▸ Tugas Singkat
Jawab pertanyaan berikut dari teks tentang perempuan dalam relasi percintaan:
1. Suriadi tercatat sebagai mahasiswa program studi apa?
2. Menurut penulis, cinta adalah sesuatu yang bagaimana?
3. Dalam aturan yang dibuat secara sepihak, siapa yang biasanya menjadi subjek dan siapa yang menjadi objek?

▸ Blok Teks
============================================================
Berita Terbaru!! :
Home » » Perempuan dalam Relasi Percintaan

Perempuan dalam Relasi Percintaan

Admin by Unknown on Wednesday 31 December 2014 | 08:42

Suriadi, mahasiswa Pendidikan Bahasa dan Sastra
Indonesia.
(Ist.)
PROFESI-UNM.COM -  “Sebenarnya saya sadar bahwa hubungan yang seperti ini bermasalah. Tetapi mau bagaimana lagi, saya sangat menyayangi pacarku. Saya tidak bisa hidup tanpa dia. Batinku tersiksa ketika dia sedang marah dan tidak memberi kabar. Saya tidak bisa kehilangan dia. Jadi, saya hanya bisa sabar dengan perlakuannya dan aturan-aturan yang dia buat. Kuanggap ini pengorbanan cintaku untuk dia. Bukankah cinta membutuhkan pengorbanan? Bukankah cinta memang membuat kita melakukan hal-hal konyol demi orang yang disayang.”

Kutipan di atas adalah perkataan yang sering terlontar dari mulut perempuan yang sedang menjalani cinta penuh dramatisasi. Saya tidak menafikan bahwa cinta mampu membuat seseorang melakukan banyak hal aneh dan konyol. Tetapi saya tidak menyepakati cinta yang justru mengekang kemanusiaan. Sebab cinta adalah sesuatu yang membebaskan. Cinta memang butuh pengorbanan, tetapi bukan berarti mengabaikan nilai asali kemanusiaan. Pengorbanan tanpa memperhatikan kemanusiaan adalah menghinakan diri. Ketika orang yang kaucinta juga mencintaimu, maka dia tidak akan tega membiarkanmu merendahkan diri demi dirinya. Tetapi ketika dia malah tidak peduli. Maka perlu kaupertanyakan cintanya. Pertanyakan!

Sebenarnya banyak orang yang telah menyadari bahwa bukan keberadaan cinta yang bermasalah. Melainkan relasi yang dihadirkan dalam cinta yang merupakan akar segala permasalahan. Relasi ini melahirkan banyak aturan yang membelenggu bagi kaum perempuan. Karena biasanya aturan itu tidak berdasarkan kesepakatan bersama dari kedua pihak yang menjalani. Melainkan secara sepihak dan biasanya laki-laki yang menjadi subjek, sementara kaum perempuan yang menjadi objek.
============================================================
▸ Data Tersedia
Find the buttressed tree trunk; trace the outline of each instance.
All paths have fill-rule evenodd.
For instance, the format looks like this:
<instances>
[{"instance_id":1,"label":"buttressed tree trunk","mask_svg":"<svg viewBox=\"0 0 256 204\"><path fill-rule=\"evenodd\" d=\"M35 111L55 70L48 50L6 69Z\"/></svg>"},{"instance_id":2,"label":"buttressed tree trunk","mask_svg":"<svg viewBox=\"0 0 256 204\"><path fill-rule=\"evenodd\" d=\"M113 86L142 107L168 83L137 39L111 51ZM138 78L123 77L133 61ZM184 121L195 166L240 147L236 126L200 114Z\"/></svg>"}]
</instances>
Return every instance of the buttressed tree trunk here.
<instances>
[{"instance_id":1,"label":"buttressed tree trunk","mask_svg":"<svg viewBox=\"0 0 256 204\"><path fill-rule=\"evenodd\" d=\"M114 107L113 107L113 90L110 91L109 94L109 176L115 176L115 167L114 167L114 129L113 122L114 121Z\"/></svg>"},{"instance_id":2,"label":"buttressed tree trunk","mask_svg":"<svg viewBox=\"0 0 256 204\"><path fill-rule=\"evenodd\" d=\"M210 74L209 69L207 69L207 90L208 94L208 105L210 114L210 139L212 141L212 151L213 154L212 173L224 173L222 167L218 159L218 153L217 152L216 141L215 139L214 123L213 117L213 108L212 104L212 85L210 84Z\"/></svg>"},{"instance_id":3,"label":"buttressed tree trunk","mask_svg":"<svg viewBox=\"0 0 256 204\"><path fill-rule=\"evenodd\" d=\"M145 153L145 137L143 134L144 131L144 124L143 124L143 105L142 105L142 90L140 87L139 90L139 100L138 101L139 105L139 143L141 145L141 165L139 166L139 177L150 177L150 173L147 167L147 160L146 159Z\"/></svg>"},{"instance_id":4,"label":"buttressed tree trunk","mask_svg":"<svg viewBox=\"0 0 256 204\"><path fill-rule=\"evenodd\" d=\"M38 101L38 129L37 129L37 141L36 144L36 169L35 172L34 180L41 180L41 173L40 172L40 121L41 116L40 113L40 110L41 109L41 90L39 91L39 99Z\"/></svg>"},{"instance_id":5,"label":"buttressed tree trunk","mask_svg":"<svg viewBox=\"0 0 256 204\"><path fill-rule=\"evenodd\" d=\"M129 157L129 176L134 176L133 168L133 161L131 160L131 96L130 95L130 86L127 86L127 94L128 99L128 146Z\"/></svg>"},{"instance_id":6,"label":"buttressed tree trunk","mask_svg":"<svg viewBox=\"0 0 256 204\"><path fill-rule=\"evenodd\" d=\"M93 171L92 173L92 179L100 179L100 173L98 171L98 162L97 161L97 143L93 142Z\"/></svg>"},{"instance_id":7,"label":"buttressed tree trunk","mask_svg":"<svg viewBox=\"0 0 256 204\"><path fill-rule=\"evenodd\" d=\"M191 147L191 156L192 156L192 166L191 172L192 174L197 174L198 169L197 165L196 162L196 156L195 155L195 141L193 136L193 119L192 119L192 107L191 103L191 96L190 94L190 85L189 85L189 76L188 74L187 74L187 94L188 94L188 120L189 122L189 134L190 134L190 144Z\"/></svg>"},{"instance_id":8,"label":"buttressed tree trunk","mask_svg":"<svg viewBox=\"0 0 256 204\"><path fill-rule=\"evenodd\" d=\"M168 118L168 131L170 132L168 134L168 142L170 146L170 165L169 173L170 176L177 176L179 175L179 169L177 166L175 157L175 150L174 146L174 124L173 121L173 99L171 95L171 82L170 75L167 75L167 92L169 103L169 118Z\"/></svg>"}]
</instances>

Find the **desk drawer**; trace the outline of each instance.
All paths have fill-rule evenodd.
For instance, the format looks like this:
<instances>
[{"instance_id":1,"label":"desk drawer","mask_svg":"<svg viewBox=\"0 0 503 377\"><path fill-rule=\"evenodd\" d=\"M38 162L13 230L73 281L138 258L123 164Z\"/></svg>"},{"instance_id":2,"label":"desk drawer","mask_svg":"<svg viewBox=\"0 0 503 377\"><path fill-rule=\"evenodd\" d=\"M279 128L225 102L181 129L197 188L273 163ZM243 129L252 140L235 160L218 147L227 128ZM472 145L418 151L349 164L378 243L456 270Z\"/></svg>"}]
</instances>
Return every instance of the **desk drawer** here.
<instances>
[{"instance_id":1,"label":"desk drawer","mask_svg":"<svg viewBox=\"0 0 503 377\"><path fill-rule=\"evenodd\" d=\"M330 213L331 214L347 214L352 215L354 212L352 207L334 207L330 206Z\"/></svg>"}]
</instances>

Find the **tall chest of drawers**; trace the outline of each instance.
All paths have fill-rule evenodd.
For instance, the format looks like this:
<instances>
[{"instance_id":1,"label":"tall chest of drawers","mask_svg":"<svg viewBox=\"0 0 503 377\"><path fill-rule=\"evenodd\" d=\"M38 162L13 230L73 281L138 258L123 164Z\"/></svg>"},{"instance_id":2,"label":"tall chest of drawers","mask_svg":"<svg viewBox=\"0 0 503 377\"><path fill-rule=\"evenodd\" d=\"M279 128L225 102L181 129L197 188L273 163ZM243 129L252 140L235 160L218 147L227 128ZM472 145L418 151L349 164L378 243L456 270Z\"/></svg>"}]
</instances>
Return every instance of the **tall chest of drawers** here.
============================================================
▸ Jawaban Latihan
1. Pendidikan Bahasa dan Sastra Indonesia.
2. Sesuatu yang membebaskan.
3. Laki-laki menjadi subjek, sedangkan kaum perempuan menjadi objek.